(Records drawn from a dataset)

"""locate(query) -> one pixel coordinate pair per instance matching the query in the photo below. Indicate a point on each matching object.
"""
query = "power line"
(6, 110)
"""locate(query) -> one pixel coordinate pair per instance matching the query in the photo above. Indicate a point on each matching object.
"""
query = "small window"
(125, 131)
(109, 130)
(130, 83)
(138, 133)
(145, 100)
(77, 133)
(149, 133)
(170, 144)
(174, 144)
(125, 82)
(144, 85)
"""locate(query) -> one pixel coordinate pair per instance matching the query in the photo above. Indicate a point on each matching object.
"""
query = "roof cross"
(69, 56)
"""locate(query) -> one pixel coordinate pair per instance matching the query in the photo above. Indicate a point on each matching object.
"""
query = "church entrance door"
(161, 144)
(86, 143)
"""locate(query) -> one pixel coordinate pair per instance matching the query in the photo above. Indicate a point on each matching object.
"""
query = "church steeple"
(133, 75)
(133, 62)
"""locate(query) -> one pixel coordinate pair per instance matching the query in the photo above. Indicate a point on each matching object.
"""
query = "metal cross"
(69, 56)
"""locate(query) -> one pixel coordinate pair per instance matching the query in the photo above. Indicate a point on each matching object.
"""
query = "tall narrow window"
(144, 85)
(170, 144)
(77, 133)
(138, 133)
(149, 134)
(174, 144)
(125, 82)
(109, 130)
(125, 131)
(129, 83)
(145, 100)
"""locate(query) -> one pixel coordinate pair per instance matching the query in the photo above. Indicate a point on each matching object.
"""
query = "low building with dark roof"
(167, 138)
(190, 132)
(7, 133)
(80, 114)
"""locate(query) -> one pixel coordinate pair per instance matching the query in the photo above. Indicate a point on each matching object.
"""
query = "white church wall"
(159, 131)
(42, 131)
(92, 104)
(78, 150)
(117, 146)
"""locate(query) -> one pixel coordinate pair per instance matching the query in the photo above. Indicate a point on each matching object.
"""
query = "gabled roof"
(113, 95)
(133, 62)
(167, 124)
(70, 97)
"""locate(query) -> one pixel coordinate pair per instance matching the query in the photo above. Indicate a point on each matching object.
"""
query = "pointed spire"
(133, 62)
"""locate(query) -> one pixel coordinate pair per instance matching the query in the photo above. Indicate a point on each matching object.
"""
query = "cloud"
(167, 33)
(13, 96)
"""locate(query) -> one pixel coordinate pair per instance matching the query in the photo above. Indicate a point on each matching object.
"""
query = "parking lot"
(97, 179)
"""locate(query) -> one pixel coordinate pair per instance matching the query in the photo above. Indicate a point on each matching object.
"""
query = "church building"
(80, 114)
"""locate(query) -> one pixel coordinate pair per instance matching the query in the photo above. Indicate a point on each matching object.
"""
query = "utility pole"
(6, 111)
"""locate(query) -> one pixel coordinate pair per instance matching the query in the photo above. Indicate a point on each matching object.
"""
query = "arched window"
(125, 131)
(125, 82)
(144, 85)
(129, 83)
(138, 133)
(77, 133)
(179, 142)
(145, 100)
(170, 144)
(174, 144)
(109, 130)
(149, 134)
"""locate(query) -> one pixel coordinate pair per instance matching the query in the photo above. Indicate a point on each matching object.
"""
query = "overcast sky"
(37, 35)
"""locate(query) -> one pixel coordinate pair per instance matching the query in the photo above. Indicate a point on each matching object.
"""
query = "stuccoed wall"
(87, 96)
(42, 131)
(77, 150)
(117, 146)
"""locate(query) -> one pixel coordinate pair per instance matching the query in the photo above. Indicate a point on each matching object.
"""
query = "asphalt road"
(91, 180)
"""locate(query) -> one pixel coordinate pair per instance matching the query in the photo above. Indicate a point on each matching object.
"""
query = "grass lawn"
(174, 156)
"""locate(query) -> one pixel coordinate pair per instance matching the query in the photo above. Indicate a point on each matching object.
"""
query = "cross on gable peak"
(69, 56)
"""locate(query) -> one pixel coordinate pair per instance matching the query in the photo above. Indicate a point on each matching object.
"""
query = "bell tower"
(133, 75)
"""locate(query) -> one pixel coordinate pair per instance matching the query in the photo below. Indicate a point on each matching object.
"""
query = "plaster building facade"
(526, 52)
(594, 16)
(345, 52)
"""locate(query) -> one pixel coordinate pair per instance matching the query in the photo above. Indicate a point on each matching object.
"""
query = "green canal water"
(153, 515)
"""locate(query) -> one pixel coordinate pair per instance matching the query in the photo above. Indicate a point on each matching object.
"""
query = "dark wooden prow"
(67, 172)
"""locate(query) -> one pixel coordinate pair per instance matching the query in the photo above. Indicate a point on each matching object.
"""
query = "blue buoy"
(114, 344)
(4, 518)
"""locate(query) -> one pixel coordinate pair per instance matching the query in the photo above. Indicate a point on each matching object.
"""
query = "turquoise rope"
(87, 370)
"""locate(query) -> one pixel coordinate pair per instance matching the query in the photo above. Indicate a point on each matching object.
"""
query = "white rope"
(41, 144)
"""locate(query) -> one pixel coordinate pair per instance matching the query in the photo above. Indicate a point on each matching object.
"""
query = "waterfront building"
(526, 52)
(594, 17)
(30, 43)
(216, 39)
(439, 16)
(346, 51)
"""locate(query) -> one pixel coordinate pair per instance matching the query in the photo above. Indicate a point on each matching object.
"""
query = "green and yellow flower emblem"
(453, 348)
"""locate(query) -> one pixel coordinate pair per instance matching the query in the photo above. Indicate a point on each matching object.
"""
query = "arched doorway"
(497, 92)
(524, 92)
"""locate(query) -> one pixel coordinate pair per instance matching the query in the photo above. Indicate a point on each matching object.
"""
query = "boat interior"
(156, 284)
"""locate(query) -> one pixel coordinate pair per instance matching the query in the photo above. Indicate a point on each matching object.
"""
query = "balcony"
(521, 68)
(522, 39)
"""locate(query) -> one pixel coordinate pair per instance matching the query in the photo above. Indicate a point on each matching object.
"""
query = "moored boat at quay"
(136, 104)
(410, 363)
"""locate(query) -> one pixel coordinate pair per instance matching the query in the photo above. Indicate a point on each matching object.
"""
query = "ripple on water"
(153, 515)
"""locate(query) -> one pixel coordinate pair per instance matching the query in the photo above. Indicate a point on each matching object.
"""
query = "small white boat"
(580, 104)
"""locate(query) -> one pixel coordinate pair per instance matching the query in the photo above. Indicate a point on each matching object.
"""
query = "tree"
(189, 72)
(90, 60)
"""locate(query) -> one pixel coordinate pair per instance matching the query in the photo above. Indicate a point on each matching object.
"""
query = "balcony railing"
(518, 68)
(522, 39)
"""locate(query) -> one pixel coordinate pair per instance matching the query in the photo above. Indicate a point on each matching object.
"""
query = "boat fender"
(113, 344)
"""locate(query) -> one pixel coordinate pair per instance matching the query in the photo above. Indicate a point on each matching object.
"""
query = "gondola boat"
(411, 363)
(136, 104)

* _Problem to solve_
The records above are to be restated word for word.

* _Result of the task_
"""locate(query) -> one pixel coordinate pair per instance matching the query in the photo below. Indicate a point on each matching object.
"""
query = "power line"
(6, 110)
"""locate(query) -> one pixel coordinate pair per instance matching the query in the photo above. Indicate a point on each matching object.
"""
query = "small window"
(125, 131)
(109, 130)
(130, 83)
(138, 133)
(145, 100)
(77, 133)
(149, 133)
(170, 144)
(174, 144)
(125, 82)
(144, 85)
"""locate(query) -> one pixel coordinate pair per instance matching the query in the photo above. Indicate a point on each matching object.
"""
query = "roof cross"
(69, 56)
"""locate(query) -> one pixel coordinate pair per instance matching the query in the photo above. Indicate a point on each matching object.
"""
query = "church entrance door"
(161, 144)
(86, 143)
"""locate(query) -> one pixel coordinate pair per instance matching the query in the photo above. Indicate a point on each matching object.
"""
query = "church steeple"
(133, 75)
(133, 62)
"""locate(query) -> one pixel coordinate pair per instance matching the query in the photo above. Indicate a point on each matching object.
"""
query = "metal cross"
(69, 56)
"""locate(query) -> one pixel coordinate pair per instance matching the query in the photo above. Indicate a point on each matching object.
"""
query = "tall narrow window"
(144, 85)
(170, 144)
(77, 133)
(138, 133)
(149, 134)
(174, 144)
(125, 82)
(109, 130)
(125, 131)
(129, 83)
(145, 100)
"""locate(query) -> one pixel coordinate pair per instance matching the query in the photo above. Indicate a point on each matching object.
"""
query = "low building with dark roof"
(167, 138)
(190, 132)
(7, 133)
(80, 114)
"""locate(query) -> one pixel coordinate pair per instance matching the query in the photo above. Indicate a point on each matching object.
"""
query = "white church wall"
(159, 131)
(42, 131)
(92, 104)
(78, 150)
(117, 146)
"""locate(query) -> one pixel coordinate pair per instance matching the query in the photo above. Indicate a point on each matching object.
"""
query = "gabled roof"
(113, 95)
(133, 62)
(167, 124)
(70, 97)
"""locate(query) -> one pixel coordinate pair per instance matching the query in the photo above. Indicate a point on each matching object.
"""
query = "pointed spire"
(133, 62)
"""locate(query) -> one pixel coordinate pair per instance matching the query in the photo above. Indicate a point on each matching object.
"""
query = "cloud"
(167, 33)
(13, 96)
"""locate(query) -> one pixel coordinate pair per instance matching the query in the photo above. Indicate a point on each matching object.
"""
query = "parking lot"
(97, 179)
"""locate(query) -> one pixel coordinate pair per instance matching the query in the photo above. Indicate a point on each matching object.
"""
query = "church building"
(80, 114)
"""locate(query) -> one pixel coordinate pair per instance matching the query in the photo above. Indicate a point on each matching object.
"""
query = "utility pole"
(6, 111)
"""locate(query) -> one pixel coordinate pair per instance matching the query in the photo above. Indicate a point on each matching object.
"""
query = "arched window"
(125, 131)
(125, 82)
(144, 85)
(129, 83)
(138, 133)
(77, 133)
(179, 142)
(145, 100)
(170, 144)
(174, 144)
(109, 130)
(149, 134)
"""locate(query) -> one pixel coordinate pair per instance matching the query in the photo above. Indicate a point on each matching object.
"""
query = "overcast sky"
(37, 35)
"""locate(query) -> one pixel coordinate pair per instance matching the query in the photo above. Indicate a point on each matching object.
"""
query = "stuccoed wall"
(87, 96)
(42, 131)
(77, 150)
(117, 146)
"""locate(query) -> one pixel coordinate pair per instance matching the query in the photo above. Indicate a point on each matching object.
"""
query = "asphalt road"
(91, 180)
"""locate(query) -> one pixel coordinate pair per instance matching the query in the photo above. Indicate a point on each matching object.
"""
query = "grass lawn"
(174, 156)
"""locate(query) -> one pixel coordinate pair per instance matching the query in the photo above. Indicate a point on each matching object.
"""
query = "cross on gable peak"
(69, 56)
"""locate(query) -> one pixel coordinate pair per instance matching the query in the photo above. Indicate a point on each matching object.
"""
query = "bell tower"
(133, 75)
"""locate(query) -> one pixel coordinate pair per instance matching the query in the photo below. Indicate a point on each matching object.
"""
query = "plaster building facade"
(526, 52)
(594, 16)
(345, 52)
"""locate(query) -> one pixel coordinate pair per instance matching the query in the photo above. Indicate a point on each matching object.
"""
query = "green canal water"
(153, 515)
"""locate(query) -> one pixel coordinate pair per instance matching the query in the photo above. Indicate a point on each matching object.
"""
query = "dark wooden prow"
(67, 172)
"""locate(query) -> one pixel coordinate pair per instance matching the query in the photo above. Indicate a point on each matching object.
"""
query = "blue buoy"
(114, 344)
(4, 518)
"""locate(query) -> one pixel coordinate pair per instance matching the query in the photo above. Indicate a point on each matching object.
"""
query = "turquoise rope"
(87, 370)
"""locate(query) -> one pixel coordinate pair per instance matching the query in the photo above. Indicate a point on each matching object.
"""
query = "white rope"
(41, 144)
"""locate(query) -> one pixel coordinate pair per instance matching the query in the photo above. Indicate a point on each matching object.
"""
query = "waterfront building"
(526, 52)
(594, 17)
(30, 43)
(216, 39)
(439, 16)
(346, 51)
"""locate(query) -> one pixel coordinate pair per instance matching the query in the photo above. Indicate a point on each matching object.
"""
query = "green and yellow flower emblem"
(453, 348)
"""locate(query) -> one pixel coordinate pair per instance matching the query in the photo above. Indicate a point on each matching object.
"""
query = "arched doorway"
(497, 92)
(524, 92)
"""locate(query) -> one pixel coordinate pair per instance matching the query in the photo above. Indicate a point on each matching object.
"""
query = "boat interior"
(156, 284)
"""locate(query) -> one pixel coordinate pair per instance matching the query in the photo above. Indicate a point on each matching object.
"""
query = "balcony"
(521, 68)
(522, 39)
"""locate(query) -> one pixel coordinate pair per instance matching the query in the photo above. Indicate a point on each matching object.
"""
query = "moored boat at quay"
(136, 104)
(410, 363)
"""locate(query) -> one pixel coordinate pair per instance matching the query in the photo above. Indicate a point on each matching object.
"""
query = "ripple on water"
(153, 515)
"""locate(query) -> one pixel coordinate pair per instance matching the query in the photo above. Indicate a point on each matching object.
"""
query = "small white boat"
(580, 104)
"""locate(query) -> one pixel coordinate pair per instance matching the query in the photo above. Indicate a point on each matching object.
"""
query = "tree"
(189, 72)
(90, 60)
"""locate(query) -> one pixel coordinate pair per instance matching the query in the photo above. Indicate a point on each matching object.
"""
query = "balcony railing"
(518, 68)
(522, 39)
"""locate(query) -> one pixel coordinate pair per instance matching the query in the photo above. Indicate a point on each matching object.
"""
query = "boat fender"
(113, 344)
"""locate(query) -> one pixel coordinate pair per instance matching the query in the photo above. Indicate a point on each matching object.
"""
query = "gondola boat"
(411, 363)
(136, 104)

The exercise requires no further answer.